*** Source data Section Begins ***

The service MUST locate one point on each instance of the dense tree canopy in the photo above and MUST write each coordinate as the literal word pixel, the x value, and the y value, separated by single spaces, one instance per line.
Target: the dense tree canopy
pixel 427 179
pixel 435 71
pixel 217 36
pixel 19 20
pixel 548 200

*** Source data Section Ends ***

Work instructions: The answer must be a word-for-word transcription of every record above.

Solution:
The service MUST locate one point on each instance of the dense tree canopy in the photo above and MUST write each coordinate as the literal word pixel, the x value, and the y value, separated by single spaces, one instance per line.
Target: the dense tree canopy
pixel 427 179
pixel 435 71
pixel 217 36
pixel 19 20
pixel 548 200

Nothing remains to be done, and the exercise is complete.